THE EXERCISE:
Copy the lines below, putting "occurrence" wherever "instance" appears and leaving the rest unchanged.
==== INFORMATION GIVEN ====
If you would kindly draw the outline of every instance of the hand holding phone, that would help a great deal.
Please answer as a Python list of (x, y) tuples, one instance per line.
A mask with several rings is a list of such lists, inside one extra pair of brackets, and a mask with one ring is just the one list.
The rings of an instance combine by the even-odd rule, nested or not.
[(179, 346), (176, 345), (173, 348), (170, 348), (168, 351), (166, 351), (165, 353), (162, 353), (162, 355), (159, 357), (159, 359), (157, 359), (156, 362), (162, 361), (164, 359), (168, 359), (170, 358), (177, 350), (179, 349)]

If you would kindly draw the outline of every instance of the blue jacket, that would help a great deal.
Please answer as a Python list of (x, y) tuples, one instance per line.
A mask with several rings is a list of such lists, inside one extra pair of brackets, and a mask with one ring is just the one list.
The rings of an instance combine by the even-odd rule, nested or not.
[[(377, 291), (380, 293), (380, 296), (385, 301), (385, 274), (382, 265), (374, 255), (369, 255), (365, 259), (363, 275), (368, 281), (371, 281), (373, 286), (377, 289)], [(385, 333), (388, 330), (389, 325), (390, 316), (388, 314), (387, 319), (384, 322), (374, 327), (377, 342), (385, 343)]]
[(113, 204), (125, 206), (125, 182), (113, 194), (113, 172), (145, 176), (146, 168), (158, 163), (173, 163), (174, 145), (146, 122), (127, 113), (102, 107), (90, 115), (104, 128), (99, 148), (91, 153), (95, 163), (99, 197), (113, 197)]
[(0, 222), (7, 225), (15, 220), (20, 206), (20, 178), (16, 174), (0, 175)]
====
TASK RESULT:
If you would kindly draw the outline of every occurrence of the hand holding phone, that would help a great deal.
Please answer as a Python list of (x, y) tuples, one occurrence per line.
A mask with several rings is a list of such lists, inside one extra pair of brackets, and a mask with one ring is just the one list.
The rings of an occurrence combine by the even-odd rule, nested or not.
[(179, 346), (176, 345), (173, 348), (170, 348), (168, 351), (166, 351), (165, 353), (162, 353), (162, 355), (159, 357), (159, 359), (157, 359), (156, 362), (162, 361), (164, 359), (168, 359), (170, 358), (177, 350), (179, 349)]

If you would kindly draw the outline of every occurrence of the blue jacket, that would help a great deal.
Please answer as a Python list of (x, y) tuples, one occurrence per line.
A mask with several rings is a list of such lists, inside one extra pair of brackets, and a mask with one ring is just the one list.
The rings of an occurrence combine by the even-odd rule, nested or not.
[[(377, 291), (380, 293), (380, 296), (385, 301), (385, 274), (382, 265), (374, 255), (369, 255), (365, 259), (363, 275), (368, 281), (371, 281), (373, 286), (377, 289)], [(385, 333), (388, 330), (389, 325), (390, 316), (388, 314), (387, 319), (384, 322), (374, 327), (377, 342), (385, 343)]]
[(113, 204), (125, 206), (125, 182), (113, 194), (113, 172), (145, 176), (146, 168), (158, 163), (173, 163), (174, 145), (146, 122), (127, 113), (102, 107), (90, 115), (104, 128), (99, 148), (91, 153), (95, 163), (99, 197), (113, 197)]
[(0, 222), (7, 225), (15, 220), (20, 206), (20, 178), (16, 174), (0, 175)]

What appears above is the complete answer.